◆ SUPPLIED MATERIAL:
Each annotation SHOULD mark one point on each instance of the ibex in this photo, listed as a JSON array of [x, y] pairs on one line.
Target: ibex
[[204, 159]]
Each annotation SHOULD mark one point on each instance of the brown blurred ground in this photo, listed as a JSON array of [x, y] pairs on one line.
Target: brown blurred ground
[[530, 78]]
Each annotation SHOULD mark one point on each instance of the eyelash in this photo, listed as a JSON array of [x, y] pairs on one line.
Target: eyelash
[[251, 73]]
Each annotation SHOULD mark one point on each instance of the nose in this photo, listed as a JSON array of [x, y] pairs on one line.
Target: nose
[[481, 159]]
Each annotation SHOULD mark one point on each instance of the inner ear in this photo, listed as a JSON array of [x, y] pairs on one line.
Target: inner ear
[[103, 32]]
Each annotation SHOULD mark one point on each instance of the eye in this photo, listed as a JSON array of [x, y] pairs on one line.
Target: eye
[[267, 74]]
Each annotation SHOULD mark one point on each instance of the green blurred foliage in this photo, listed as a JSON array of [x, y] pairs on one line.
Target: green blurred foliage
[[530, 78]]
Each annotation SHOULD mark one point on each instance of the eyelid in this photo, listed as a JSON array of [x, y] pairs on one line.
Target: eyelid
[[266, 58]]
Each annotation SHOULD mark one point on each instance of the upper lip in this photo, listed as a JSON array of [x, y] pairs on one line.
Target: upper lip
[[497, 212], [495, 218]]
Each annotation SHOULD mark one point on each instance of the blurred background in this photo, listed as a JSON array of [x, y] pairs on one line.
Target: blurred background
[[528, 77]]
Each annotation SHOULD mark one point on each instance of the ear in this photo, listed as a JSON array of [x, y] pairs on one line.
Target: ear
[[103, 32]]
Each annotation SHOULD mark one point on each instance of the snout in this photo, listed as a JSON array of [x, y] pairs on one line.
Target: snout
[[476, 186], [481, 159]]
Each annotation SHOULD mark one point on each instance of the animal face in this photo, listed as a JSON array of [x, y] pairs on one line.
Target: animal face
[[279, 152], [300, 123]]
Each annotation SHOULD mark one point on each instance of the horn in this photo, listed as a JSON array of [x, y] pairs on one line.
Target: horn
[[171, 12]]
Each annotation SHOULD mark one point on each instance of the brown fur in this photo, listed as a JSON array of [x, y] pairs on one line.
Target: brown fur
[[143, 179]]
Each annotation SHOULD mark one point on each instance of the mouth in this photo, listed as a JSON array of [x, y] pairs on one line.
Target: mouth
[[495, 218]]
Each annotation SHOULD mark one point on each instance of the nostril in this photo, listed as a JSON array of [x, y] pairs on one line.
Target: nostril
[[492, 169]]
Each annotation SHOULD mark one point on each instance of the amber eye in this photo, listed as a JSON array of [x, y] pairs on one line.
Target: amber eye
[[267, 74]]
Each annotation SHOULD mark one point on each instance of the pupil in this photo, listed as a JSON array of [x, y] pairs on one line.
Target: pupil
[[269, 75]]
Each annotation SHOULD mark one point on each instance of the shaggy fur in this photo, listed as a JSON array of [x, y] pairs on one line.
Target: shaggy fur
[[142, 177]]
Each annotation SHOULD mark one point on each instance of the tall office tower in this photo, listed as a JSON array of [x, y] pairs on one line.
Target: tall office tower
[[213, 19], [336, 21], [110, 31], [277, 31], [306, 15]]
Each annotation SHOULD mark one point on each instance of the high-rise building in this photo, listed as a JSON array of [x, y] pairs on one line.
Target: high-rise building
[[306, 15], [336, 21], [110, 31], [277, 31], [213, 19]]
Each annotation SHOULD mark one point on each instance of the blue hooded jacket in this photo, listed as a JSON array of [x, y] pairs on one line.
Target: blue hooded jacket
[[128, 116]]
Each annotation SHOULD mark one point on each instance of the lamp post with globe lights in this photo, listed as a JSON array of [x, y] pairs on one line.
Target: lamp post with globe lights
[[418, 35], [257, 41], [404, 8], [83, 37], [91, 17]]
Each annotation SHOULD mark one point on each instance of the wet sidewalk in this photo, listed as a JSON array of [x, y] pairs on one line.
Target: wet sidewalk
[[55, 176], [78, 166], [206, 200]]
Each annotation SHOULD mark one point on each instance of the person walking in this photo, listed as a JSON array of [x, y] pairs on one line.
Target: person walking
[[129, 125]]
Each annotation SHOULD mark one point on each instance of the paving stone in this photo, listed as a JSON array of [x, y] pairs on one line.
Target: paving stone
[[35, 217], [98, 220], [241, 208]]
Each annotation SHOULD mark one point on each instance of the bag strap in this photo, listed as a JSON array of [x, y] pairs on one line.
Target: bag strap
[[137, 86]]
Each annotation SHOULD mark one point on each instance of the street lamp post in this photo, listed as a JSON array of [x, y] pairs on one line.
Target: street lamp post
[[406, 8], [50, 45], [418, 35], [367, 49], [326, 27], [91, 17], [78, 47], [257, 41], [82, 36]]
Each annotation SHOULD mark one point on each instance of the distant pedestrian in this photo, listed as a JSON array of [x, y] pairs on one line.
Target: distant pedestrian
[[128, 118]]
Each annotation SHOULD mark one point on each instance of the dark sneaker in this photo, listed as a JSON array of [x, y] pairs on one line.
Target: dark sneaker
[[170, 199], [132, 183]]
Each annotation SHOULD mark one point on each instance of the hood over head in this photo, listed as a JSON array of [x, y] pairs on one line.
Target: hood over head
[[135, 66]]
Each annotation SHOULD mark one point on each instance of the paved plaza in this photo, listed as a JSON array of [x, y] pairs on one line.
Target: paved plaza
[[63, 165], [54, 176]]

◆ WHAT THE TASK ASKS:
Restate the listing above in full, exactly.

◆ EXERCISE RESULT:
Each annotation SHOULD mark one point on each instance of the ibex in this photo, listed as a JSON array of [x, y] pairs on one line.
Target: ibex
[[204, 159]]
Each annotation SHOULD mark one point on each instance of the brown blurred ground in this photo, listed as a JSON array of [x, y] pairs on one line.
Target: brown blurred ground
[[530, 78]]
Each annotation SHOULD mark one point on each instance of the eyelash in this photo, listed as a JSON array of [x, y] pairs on one line.
Target: eyelash
[[251, 73]]
Each annotation SHOULD mark one point on each instance of the nose in this photo, listed as a JSON array of [x, y] pairs on one line.
Target: nose
[[481, 159]]
Each annotation SHOULD mark one point on each instance of the inner ear in this photo, listed as a JSON array of [x, y] pairs on one line.
Target: inner ear
[[103, 32]]
Each annotation SHOULD mark one point on each instance of the eye in this photo, listed as a JSON array of [x, y] pairs on one line.
Target: eye
[[267, 74]]
Each annotation SHOULD mark one point on each instance of the green blurred foliage in this photo, listed as a JSON array of [x, y] pairs on one line.
Target: green blurred foliage
[[530, 78]]
Each annotation SHOULD mark one point on each instance of the eyelid in this photo, listed as a JSON array of [x, y] pairs on one line.
Target: eyelid
[[266, 58]]
Each annotation SHOULD mark one point on each instance of the upper lip in this photo, listed as a JSON array of [x, y] pairs on one line.
Target: upper lip
[[497, 212], [495, 218]]
Each annotation SHOULD mark one point on each instance of the blurred background in this photo, listed as a JSON array of [x, y] pairs on one line.
Target: blurred background
[[528, 77]]
Each annotation SHOULD mark one point on each instance of the ear in this photo, listed as a JSON array of [x, y] pairs on one line.
Target: ear
[[103, 32]]
Each annotation SHOULD mark one point on each instance of the snout in this photo, listed as a JSON array of [x, y] pairs on one line.
Target: snout
[[476, 186], [481, 159]]
Each annotation SHOULD mark one point on each instance of the animal face in this photo, listed as a JSON array of [x, y] pairs on one line.
Target: animal face
[[279, 152], [300, 123]]
Each annotation SHOULD mark one point on each instance of the horn in this photo, listed as a JSON array of [x, y] pairs on one line.
Target: horn
[[171, 12]]
Each annotation SHOULD mark one point on each instance of the brown fur in this photo, listed as a JSON array of [x, y] pairs on one line.
Target: brown fur
[[143, 179]]
Each annotation SHOULD mark one point on each instance of the mouth in this photo, listed as a JSON array of [x, y] pairs on one line.
Target: mouth
[[495, 218]]
Each annotation SHOULD mark one point on each instance of the nostril in this photo, listed as a JSON array of [x, y] pairs on one line.
Target: nostril
[[492, 169]]
Each annotation SHOULD mark one point on each instance of the amber eye in this photo, listed as a JSON array of [x, y] pairs on one line.
Target: amber eye
[[267, 74]]
Each annotation SHOULD mark one point on each instance of the pupil in this photo, listed as a JSON array of [x, y] pairs on one line.
Target: pupil
[[269, 75]]
Each annotation SHOULD mark one point on each instance of the shaggy fur in this photo, listed as a JSON array of [x, y] pairs on one line.
Target: shaggy fur
[[142, 177]]
Each annotation SHOULD mark one point on each instance of the tall office tower in this photo, listed as a JSON array of [x, y] pairs on one line.
Target: tall office tower
[[213, 19], [336, 21], [110, 31], [277, 31], [306, 15]]
Each annotation SHOULD mark one point on each instance of the high-rise building in this photo, listed as a JSON array of [x, y] pairs on one line.
Target: high-rise building
[[306, 15], [336, 21], [110, 31], [277, 31], [213, 19]]
Each annotation SHOULD mark one point on each instance of the blue hooded jacket in this photo, listed as a JSON array of [x, y] pairs on one line.
Target: blue hooded jacket
[[128, 116]]
Each annotation SHOULD mark one point on each instance of the lamp post with globe lights in this photo, listed as a JSON array of [x, y] pairs on one line.
Target: lamp post with globe lights
[[418, 35], [257, 41], [404, 8], [83, 37], [91, 17]]
Each annotation SHOULD mark one point on each instance of the wet sidewalk in this photo, listed as a JSON array of [x, y] pairs on one line.
Target: wet sidewalk
[[55, 176], [78, 166], [206, 200]]
Each annotation SHOULD mark one point on each instance of the person walking in this photo, listed as a JSON array of [x, y] pairs on one line.
Target: person walking
[[129, 125]]
Each annotation SHOULD mark one point on each instance of the paving stone in this photo, listed as a JSON array of [x, y] pairs on one line.
Target: paving stone
[[35, 217], [98, 220], [241, 208]]
Each annotation SHOULD mark one point on each instance of the bag strap in this photo, listed as a JSON array of [x, y] pairs on one line.
Target: bag strap
[[137, 86]]
Each annotation SHOULD mark one point on each instance of the street lamp post in this photo, listed as a JSON array of [x, y] pairs on one line.
Target: street lamp post
[[406, 8], [50, 45], [418, 35], [367, 49], [326, 27], [91, 17], [78, 47], [257, 41], [82, 36]]
Each annotation SHOULD mark one point on each instance of the distant pedestrian in this photo, listed as a JSON array of [x, y] pairs on one line.
Target: distant pedestrian
[[128, 118]]
Each annotation SHOULD mark one point on each instance of the dark sneaker in this photo, listed as a JSON array of [x, y] pairs on one line.
Target: dark sneaker
[[170, 199], [132, 183]]
Each annotation SHOULD mark one point on each instance of the hood over head in this photo, listed as a JSON array of [x, y] pairs on one line.
Target: hood over head
[[135, 66]]
Each annotation SHOULD mark one point on each instance of the paved plaza in this photo, listed as a JSON array of [x, y] pairs on one line.
Target: paved plaza
[[63, 165], [54, 176]]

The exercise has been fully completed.